Repeat every entry below exactly as given.

Data excerpts:
····················
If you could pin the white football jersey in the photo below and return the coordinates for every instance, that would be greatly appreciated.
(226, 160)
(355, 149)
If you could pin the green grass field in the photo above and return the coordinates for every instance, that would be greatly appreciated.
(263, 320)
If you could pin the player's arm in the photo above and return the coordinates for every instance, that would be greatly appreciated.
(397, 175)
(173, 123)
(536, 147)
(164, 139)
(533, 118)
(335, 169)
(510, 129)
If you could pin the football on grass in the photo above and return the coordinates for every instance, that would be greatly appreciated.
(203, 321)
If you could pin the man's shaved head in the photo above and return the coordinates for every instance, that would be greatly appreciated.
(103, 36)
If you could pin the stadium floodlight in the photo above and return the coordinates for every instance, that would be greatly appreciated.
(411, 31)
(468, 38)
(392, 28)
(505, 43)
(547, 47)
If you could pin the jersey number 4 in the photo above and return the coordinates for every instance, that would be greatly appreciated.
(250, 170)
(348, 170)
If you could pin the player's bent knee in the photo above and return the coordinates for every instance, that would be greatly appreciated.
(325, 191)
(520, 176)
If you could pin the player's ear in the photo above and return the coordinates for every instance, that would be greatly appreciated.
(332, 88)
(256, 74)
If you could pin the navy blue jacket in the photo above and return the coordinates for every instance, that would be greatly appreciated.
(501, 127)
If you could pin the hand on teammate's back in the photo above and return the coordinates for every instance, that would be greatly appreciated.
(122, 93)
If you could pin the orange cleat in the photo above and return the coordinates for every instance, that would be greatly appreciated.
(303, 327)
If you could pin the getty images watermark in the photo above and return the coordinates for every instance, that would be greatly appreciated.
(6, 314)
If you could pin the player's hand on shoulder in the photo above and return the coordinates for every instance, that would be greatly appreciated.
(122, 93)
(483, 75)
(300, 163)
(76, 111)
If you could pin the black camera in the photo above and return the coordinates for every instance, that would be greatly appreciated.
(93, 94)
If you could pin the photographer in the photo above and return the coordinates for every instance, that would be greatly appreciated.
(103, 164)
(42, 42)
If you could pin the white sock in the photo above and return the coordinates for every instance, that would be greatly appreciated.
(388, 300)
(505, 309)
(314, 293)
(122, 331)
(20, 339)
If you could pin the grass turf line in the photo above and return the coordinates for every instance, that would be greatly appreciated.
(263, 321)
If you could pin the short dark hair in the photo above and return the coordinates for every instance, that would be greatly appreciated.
····················
- [Result of this task]
If you could pin the white football jersey in the photo below and return the coordinates for every instance, that would be greatly appreciated.
(226, 160)
(355, 149)
If you could pin the green grass field in the photo above and return the coordinates for every instance, that would be greatly appreciated.
(263, 320)
If you could pin the player's arm in the photo above and return the coordinates for every instance, that would be greatly appreciated.
(397, 175)
(173, 123)
(536, 147)
(164, 139)
(533, 118)
(335, 169)
(510, 129)
If you could pin the football on grass in the photo above and return the coordinates for every instance, that would be greatly appreciated.
(203, 321)
If you could pin the man's shaved head in the photo above and return the coordinates for every instance, that would be greatly appreciated.
(103, 36)
If you could pin the stadium floodlight in the photo above and return the coordinates for every instance, that would be greatly appreciated.
(411, 31)
(468, 38)
(392, 28)
(505, 43)
(547, 47)
If you could pin the jersey number 4 in the photo above and return the coordinates for every instance, that would be greatly appreciated.
(250, 170)
(348, 170)
If you could pin the player's bent knee in the photo above and return the coordinates for every instance, that would be greatly appreciated.
(325, 191)
(520, 176)
If you could pin the player's ear in the photo above and return the coordinates for every instance, that would be greatly appreciated.
(332, 88)
(256, 74)
If you could pin the navy blue jacket in the photo above and return the coordinates for every instance, that would be greatly appreciated.
(501, 127)
If you could pin the hand on teammate's back in the photo above and return the coordinates for every instance, that would be greatly appreciated.
(122, 93)
If you could pin the orange cleat in the photo above and return the coordinates for every instance, that would be greatly appreciated.
(303, 327)
If you could pin the getty images watermark in the photo above and return the coordinates for every instance, that would be greatly appreciated.
(6, 314)
If you could pin the player's hand on shoulder in the photo above and return the coordinates for every instance, that would be greatly appreciated.
(122, 93)
(483, 75)
(300, 163)
(76, 111)
If you could pin the black camera in the photo above and return the coordinates for every instance, that would be greatly appreciated.
(93, 94)
If you could pin the photographer in the photo above and return the coordinates for every instance, that would be greatly appreciated.
(103, 164)
(42, 42)
If you could pin the white sock in the photo above and return the coordinates for every instance, that would be greatly appreciated.
(388, 300)
(505, 309)
(314, 293)
(122, 331)
(20, 339)
If you could pin the grass turf line in the photo above and return the coordinates for every instance, that would be greatly appreciated.
(263, 321)
If you could pin the short dark hair in the photo above and return the coordinates for every instance, that would be greatly appreciated.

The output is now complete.